**Short task:**
Turn every line of the listing below into a numbered list, skipping any blank lines. Leave the pictures out of your answer.

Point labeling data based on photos
━━━━━━━━

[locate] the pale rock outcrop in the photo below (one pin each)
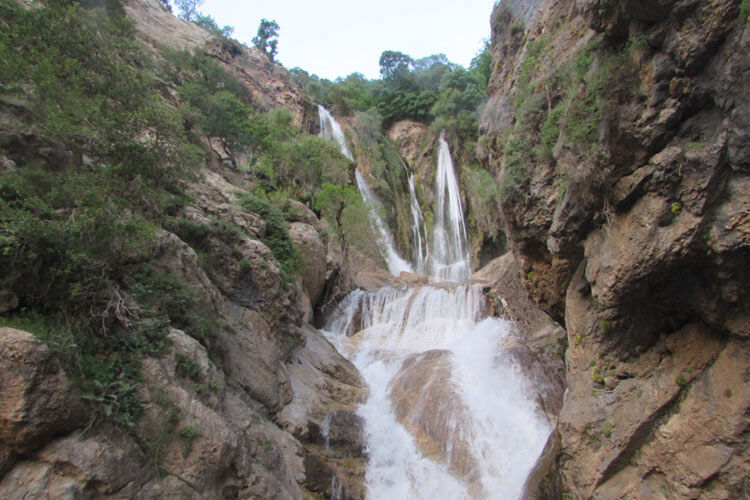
(326, 390)
(639, 244)
(308, 243)
(37, 400)
(426, 404)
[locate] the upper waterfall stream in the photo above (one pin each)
(449, 414)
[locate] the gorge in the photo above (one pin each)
(524, 279)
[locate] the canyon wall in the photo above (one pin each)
(618, 133)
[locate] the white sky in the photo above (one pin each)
(332, 38)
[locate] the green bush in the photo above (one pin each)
(277, 237)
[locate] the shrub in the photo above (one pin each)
(277, 237)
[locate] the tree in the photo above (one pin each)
(209, 24)
(188, 8)
(394, 64)
(266, 39)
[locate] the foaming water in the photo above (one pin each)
(449, 253)
(396, 263)
(448, 415)
(330, 129)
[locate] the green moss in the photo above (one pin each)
(596, 375)
(188, 368)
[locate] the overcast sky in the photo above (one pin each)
(332, 38)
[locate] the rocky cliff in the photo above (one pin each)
(253, 404)
(618, 133)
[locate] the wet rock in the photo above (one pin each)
(326, 390)
(8, 301)
(427, 406)
(308, 243)
(37, 400)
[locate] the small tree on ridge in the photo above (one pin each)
(267, 38)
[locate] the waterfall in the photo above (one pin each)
(448, 415)
(449, 254)
(417, 229)
(330, 129)
(396, 263)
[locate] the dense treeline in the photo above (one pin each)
(431, 90)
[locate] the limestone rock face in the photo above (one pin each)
(326, 390)
(426, 405)
(37, 400)
(268, 85)
(635, 238)
(308, 243)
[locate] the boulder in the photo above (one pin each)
(37, 400)
(427, 406)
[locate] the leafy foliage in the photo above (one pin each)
(347, 215)
(277, 237)
(188, 9)
(267, 38)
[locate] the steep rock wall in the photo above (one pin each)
(262, 407)
(618, 132)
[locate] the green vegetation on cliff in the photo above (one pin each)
(101, 158)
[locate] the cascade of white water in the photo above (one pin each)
(417, 229)
(448, 415)
(449, 254)
(330, 129)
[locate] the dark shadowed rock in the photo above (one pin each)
(37, 400)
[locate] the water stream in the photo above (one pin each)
(449, 414)
(449, 255)
(330, 129)
(419, 250)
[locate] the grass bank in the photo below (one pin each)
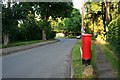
(23, 43)
(112, 57)
(77, 66)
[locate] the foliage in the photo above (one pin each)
(73, 24)
(26, 20)
(113, 34)
(112, 58)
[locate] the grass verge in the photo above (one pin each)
(112, 58)
(23, 43)
(77, 66)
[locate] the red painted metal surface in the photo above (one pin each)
(86, 46)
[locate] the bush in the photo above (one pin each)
(51, 35)
(113, 34)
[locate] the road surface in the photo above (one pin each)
(49, 61)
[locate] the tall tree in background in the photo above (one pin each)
(53, 9)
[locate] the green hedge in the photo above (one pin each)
(113, 34)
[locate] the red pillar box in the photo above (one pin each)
(86, 48)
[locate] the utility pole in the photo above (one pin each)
(82, 28)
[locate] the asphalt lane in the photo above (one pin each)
(49, 61)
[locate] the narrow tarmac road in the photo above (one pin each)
(49, 61)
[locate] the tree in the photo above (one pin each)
(53, 9)
(73, 24)
(12, 12)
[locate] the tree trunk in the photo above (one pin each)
(107, 12)
(43, 35)
(6, 38)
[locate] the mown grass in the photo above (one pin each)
(78, 68)
(22, 43)
(112, 58)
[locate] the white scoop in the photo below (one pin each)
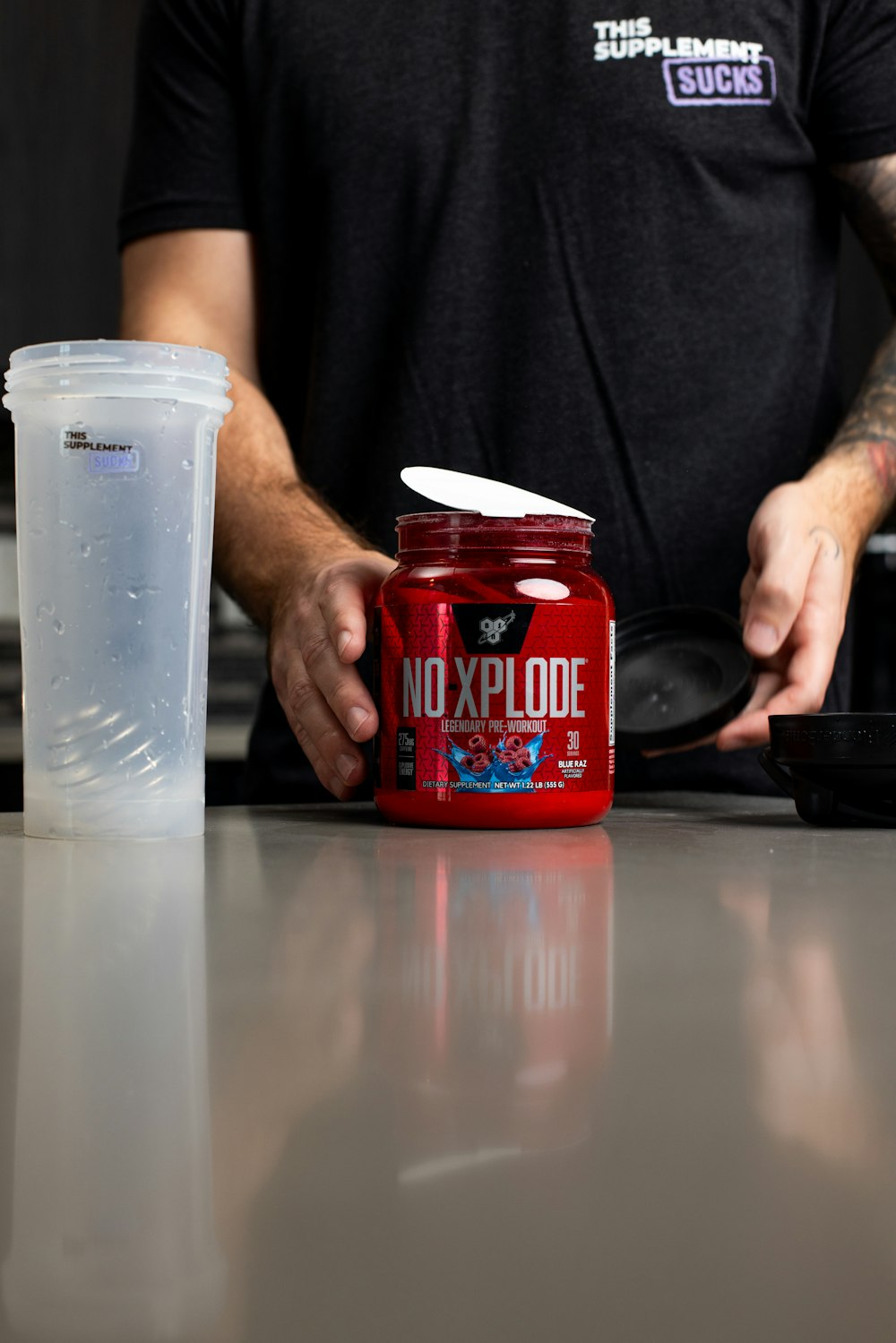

━━━━━━━━

**Solution:**
1. [locate] the pale rock outcrop in the photo below (one pin each)
2. (326, 390)
3. (639, 244)
4. (308, 243)
5. (37, 400)
6. (426, 404)
7. [locate] the upper waterfall stream in the photo above (one pin each)
8. (449, 414)
9. [locate] the gorge in the photo above (one pin each)
10. (524, 279)
11. [locate] the canyon wall in the photo above (one pin each)
12. (618, 133)
13. [locate] the white sky in the photo above (one pin each)
14. (332, 38)
15. [locate] the green bush in the photo above (one pin each)
16. (277, 237)
17. [locate] the shrub in the photo above (one pin each)
18. (277, 237)
19. [locate] the tree in the photo above (one pin each)
20. (209, 24)
21. (188, 8)
22. (394, 64)
23. (266, 39)
24. [locate] the foaming water in the photo above (one pin each)
25. (449, 253)
26. (396, 263)
27. (448, 415)
28. (330, 129)
29. [locate] the green moss in the photo above (one pin each)
30. (596, 375)
31. (188, 368)
32. [locate] the overcast sky in the photo above (one pin each)
33. (332, 38)
34. [locate] the rocky cliff in the photo above (one pin each)
35. (253, 404)
36. (618, 133)
37. [locate] the wet rock in the photo above (one pin each)
38. (326, 390)
39. (8, 301)
40. (427, 406)
41. (308, 243)
42. (37, 400)
43. [locate] the small tree on ridge in the photo above (one pin each)
44. (267, 38)
45. [locate] the waterfall in the photo above (one pin each)
46. (448, 415)
47. (449, 254)
48. (417, 229)
49. (330, 129)
50. (396, 263)
51. [locate] the dense treeline in the photo above (one pin each)
52. (431, 90)
53. [locate] the limestone rock face in the photo above (one pin each)
54. (326, 390)
55. (426, 405)
56. (37, 400)
57. (268, 85)
58. (635, 238)
59. (308, 243)
60. [locate] the boulder in the photo above (one pin each)
61. (37, 400)
62. (427, 406)
63. [locate] the leafy foliage in the photo above (one pin each)
64. (347, 215)
65. (277, 237)
66. (188, 9)
67. (267, 38)
68. [locate] the steep rock wall in the photo above (one pin each)
69. (262, 407)
70. (618, 132)
71. [locate] the green vegetation on cliff in the photo above (one pin each)
72. (101, 158)
73. [locate] the cascade of white water in the photo above (one pin each)
74. (417, 229)
75. (448, 415)
76. (449, 254)
77. (330, 129)
78. [locate] the dark shadowed rock in the photo above (one pin each)
79. (37, 400)
80. [locate] the water stream in the photo above (one pin each)
81. (449, 414)
82. (449, 255)
83. (330, 129)
84. (419, 250)
85. [locate] the grass bank in the photo below (one pin each)
86. (23, 43)
87. (112, 57)
88. (77, 66)
89. [locate] the foliage in the photo above (one pin each)
90. (73, 24)
91. (26, 20)
92. (113, 34)
93. (112, 58)
94. [locate] the grass verge in the photo above (one pin each)
95. (112, 58)
96. (23, 43)
97. (77, 66)
98. [locate] the red painted metal surface in the photo above (one pin each)
99. (86, 46)
100. [locate] the bush in the photo above (one pin each)
101. (51, 35)
102. (113, 34)
103. [locate] the road surface in the photo above (one pin each)
104. (49, 61)
105. [locate] the tall tree in background in the photo above (one pin each)
106. (53, 9)
107. [locate] the green hedge in the photo above (one pin each)
108. (113, 34)
109. [locate] the red pillar box in the photo above (one pin each)
110. (86, 48)
111. [locate] the utility pole in the photo above (one pin each)
112. (82, 28)
113. [locate] the asphalt lane in the photo above (one pin each)
114. (49, 61)
115. [locate] the narrow tarmac road in the photo above (one pin each)
116. (49, 61)
117. [locate] the tree in the photo above (one pin each)
118. (53, 9)
119. (73, 24)
120. (12, 12)
121. [locate] the tree trunk in the photo above (one pin each)
122. (107, 12)
123. (43, 35)
124. (6, 38)
125. [locate] the mown grass in the photo above (one pin each)
126. (78, 68)
127. (22, 43)
128. (112, 58)
129. [locate] the white scoop in the photo below (one pin each)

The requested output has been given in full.